→ **INSTRUCTIONS FOR THE TASK**: From the first line to the last, set down the data exactly as given.

(Point localization data)
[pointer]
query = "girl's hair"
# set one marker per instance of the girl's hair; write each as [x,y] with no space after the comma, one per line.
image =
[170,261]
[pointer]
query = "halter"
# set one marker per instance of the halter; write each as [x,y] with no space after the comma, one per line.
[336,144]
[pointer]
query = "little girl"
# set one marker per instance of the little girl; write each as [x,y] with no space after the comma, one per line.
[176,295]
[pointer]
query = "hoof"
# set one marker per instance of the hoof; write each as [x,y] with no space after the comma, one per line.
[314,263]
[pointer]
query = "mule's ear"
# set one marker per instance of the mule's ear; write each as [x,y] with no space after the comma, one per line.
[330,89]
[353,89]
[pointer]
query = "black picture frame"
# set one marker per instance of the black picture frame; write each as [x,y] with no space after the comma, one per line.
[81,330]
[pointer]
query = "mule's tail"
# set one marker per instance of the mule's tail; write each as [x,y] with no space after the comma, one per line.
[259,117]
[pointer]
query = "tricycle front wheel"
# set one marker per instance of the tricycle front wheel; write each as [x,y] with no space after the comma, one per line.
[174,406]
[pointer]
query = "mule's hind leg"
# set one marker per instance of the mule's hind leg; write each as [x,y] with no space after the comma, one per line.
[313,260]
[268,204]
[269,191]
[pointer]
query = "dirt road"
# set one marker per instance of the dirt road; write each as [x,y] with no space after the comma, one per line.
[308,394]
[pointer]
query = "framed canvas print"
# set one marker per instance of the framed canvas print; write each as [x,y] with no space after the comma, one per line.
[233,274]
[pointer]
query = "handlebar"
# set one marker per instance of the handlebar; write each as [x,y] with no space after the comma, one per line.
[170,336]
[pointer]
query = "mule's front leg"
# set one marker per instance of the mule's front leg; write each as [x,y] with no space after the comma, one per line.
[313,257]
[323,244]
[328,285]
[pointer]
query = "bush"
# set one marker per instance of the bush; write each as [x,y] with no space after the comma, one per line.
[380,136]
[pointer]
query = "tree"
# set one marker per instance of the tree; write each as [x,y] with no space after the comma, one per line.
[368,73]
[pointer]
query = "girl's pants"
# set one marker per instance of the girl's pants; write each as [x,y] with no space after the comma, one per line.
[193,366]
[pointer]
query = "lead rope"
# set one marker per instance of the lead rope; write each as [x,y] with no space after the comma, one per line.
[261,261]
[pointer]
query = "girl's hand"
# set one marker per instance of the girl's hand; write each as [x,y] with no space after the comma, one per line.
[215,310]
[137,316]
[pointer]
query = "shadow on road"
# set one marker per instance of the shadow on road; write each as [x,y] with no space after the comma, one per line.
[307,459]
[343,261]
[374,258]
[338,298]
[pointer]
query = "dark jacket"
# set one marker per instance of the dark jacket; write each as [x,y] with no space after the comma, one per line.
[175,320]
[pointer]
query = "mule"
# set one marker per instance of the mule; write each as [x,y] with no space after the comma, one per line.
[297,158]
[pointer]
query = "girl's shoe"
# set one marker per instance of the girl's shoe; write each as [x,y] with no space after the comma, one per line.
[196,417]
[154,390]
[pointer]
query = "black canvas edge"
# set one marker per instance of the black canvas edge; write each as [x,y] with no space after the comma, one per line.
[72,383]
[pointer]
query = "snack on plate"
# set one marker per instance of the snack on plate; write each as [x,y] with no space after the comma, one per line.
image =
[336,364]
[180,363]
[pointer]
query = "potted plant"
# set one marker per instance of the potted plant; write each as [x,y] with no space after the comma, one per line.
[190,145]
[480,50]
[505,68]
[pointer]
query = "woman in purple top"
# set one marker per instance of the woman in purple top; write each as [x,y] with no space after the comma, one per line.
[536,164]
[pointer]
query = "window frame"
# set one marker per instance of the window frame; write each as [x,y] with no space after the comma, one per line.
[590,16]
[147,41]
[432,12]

→ **OUTPUT BELOW**:
[pointer]
query = "girl's hair"
# set one marker per instance of the girl's hair; write each as [x,y] with no space after the comma, one per line.
image =
[170,261]
[pointer]
query = "halter"
# set one marker per instance of the halter; write each as [x,y] with no space after the comma, one per line.
[336,144]
[pointer]
query = "little girl"
# set one marker per instance of the little girl; write each as [x,y] with no space after the comma, one per line.
[176,295]
[pointer]
query = "hoof"
# set one marker per instance of the hoof; write each as [x,y] with no space after the comma, one per line.
[314,263]
[pointer]
query = "mule's ear"
# set one marker per instance of the mule's ear; write each as [x,y] with no space after the comma, one per line.
[330,89]
[353,89]
[pointer]
query = "black picture frame"
# set one marker per instance of the black picture frame; write each as [x,y] with no space after the comma, one per line.
[81,330]
[pointer]
query = "mule's tail"
# set one marker per instance of the mule's tail; write each as [x,y] with no space after the comma, one per line.
[259,117]
[pointer]
query = "tricycle front wheel"
# set one marker per instance of the tricycle front wheel; write each as [x,y] with no space after the comma, one per line.
[174,406]
[pointer]
query = "mule's hind leg"
# set one marker per instance of the mule's hind leg; write each as [x,y] with no space after the comma, one per line.
[313,260]
[268,204]
[269,191]
[pointer]
query = "dirt road"
# set one marker per instance of the dirt road; write each as [x,y] with no space after the comma, one per line.
[308,394]
[pointer]
query = "framed canvas print"
# set one marker per instance of the framed canvas print; write each as [x,y] with no space after the comma, one per line.
[233,274]
[pointer]
query = "handlebar"
# set one marker per instance of the handlebar; write each as [x,y] with no space after the comma, one per line.
[170,336]
[pointer]
query = "mule's front leg"
# set one marker per instance of the mule's front leg; write each as [x,y] with no space after the comma, one per line.
[313,257]
[323,244]
[328,285]
[pointer]
query = "bush"
# set one marker per instance of the bush; write each as [x,y] with no space after the comma, one per line.
[380,136]
[pointer]
query = "tree"
# set one marker per instance of the tree; write each as [x,y] with no space after the comma, one per line.
[368,73]
[pointer]
query = "girl's pants"
# set one marker per instance of the girl's pants; write each as [x,y] with no space after the comma, one per line.
[193,366]
[pointer]
query = "lead rope"
# set one marker per instance of the lead rope; write each as [x,y] with no space after the comma, one per line.
[261,261]
[pointer]
query = "girl's hand"
# set one marker per instance of the girl's hand; write each as [x,y] with no space after the comma, one per line.
[215,310]
[137,316]
[pointer]
query = "shadow on road"
# set one marker per instance of the shadow on road; write each as [x,y] with no space after the comma, one per line.
[307,459]
[343,261]
[374,258]
[338,298]
[pointer]
query = "dark jacket"
# set one marker per instance of the dark jacket; write each as [x,y] with no space after the comma, one per line.
[175,320]
[pointer]
query = "mule"
# set one marker per instance of the mule; write each as [x,y] with no space after the comma, one per line.
[297,158]
[pointer]
query = "girl's shoe"
# set one marker per instance of the girl's shoe; write each as [x,y] with no space after the comma, one per line.
[196,417]
[154,390]
[pointer]
query = "black canvas edge"
# set one marker per instance of the black canvas edge; write each as [x,y] with no space after the comma, one per line.
[72,383]
[pointer]
query = "snack on plate"
# set one marker per instance of the snack on plate; write each as [x,y] with no space after the comma, one per line.
image =
[336,364]
[180,363]
[pointer]
query = "potted plant"
# set one marker per instance of the potted plant; write each as [x,y] with no space after the comma, one per line.
[190,145]
[480,50]
[505,68]
[pointer]
query = "woman in purple top"
# set one marker per instance of the woman in purple top; write each as [x,y] with no space after the comma, one per line.
[536,164]
[pointer]
query = "window frame"
# set one marker per instance of the window frame; write each as [x,y] with no space after the comma, one per line.
[590,16]
[147,41]
[432,12]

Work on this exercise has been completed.